======== Dataset rows ========
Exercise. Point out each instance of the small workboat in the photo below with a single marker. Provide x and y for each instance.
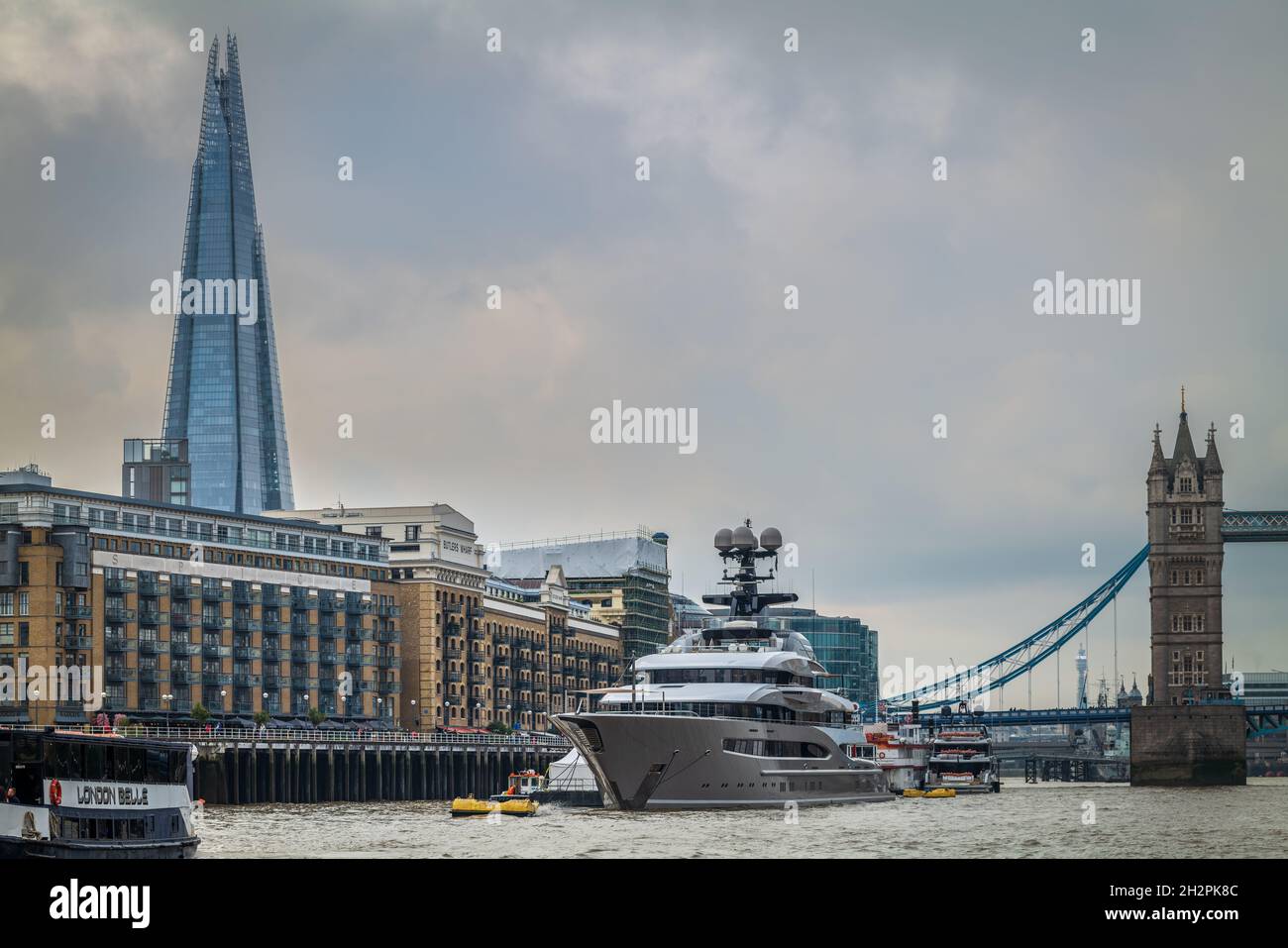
(511, 806)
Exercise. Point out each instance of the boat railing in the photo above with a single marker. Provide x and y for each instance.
(626, 708)
(322, 736)
(574, 785)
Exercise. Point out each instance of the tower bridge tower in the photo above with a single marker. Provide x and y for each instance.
(1185, 559)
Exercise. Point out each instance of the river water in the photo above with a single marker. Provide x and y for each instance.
(1046, 819)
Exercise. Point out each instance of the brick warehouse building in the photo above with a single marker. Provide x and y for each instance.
(477, 649)
(181, 605)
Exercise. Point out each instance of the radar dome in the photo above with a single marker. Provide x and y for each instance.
(771, 539)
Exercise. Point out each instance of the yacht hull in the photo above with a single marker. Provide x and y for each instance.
(657, 762)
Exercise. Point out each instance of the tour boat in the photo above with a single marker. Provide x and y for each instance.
(94, 796)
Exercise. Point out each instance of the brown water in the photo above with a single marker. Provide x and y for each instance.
(1021, 820)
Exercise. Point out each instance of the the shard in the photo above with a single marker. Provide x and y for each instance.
(224, 391)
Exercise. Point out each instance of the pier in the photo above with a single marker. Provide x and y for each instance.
(246, 767)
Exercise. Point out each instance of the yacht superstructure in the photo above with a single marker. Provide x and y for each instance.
(729, 715)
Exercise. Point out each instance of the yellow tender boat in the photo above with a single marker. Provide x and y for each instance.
(518, 806)
(938, 793)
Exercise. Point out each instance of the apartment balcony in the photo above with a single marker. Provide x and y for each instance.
(116, 613)
(356, 605)
(246, 596)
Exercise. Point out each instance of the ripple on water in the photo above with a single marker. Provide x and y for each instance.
========
# What you have to do
Can you reproduce, word for word, the lines starting with the one that contains "Exercise. Point out each instance of the yacht superstructure" and running through the final line above, including both ends?

# Task output
Exercise. Point out each instance of the yacht superstructure in the photo above with a single marker. Provide x and y for each instance.
(729, 715)
Exercise. Point out each instance of the yellow tender boat in the photo above with a single marker. Provide x and y for each instance.
(518, 806)
(938, 793)
Exercise. Point out each instance of the apartment balcony in the photo above with a single marker. Provide x and y for each instance.
(116, 613)
(356, 605)
(246, 596)
Exercise. Point out each instance of the ripple on water in the photo above with a single marker. Provide x and y for each instance.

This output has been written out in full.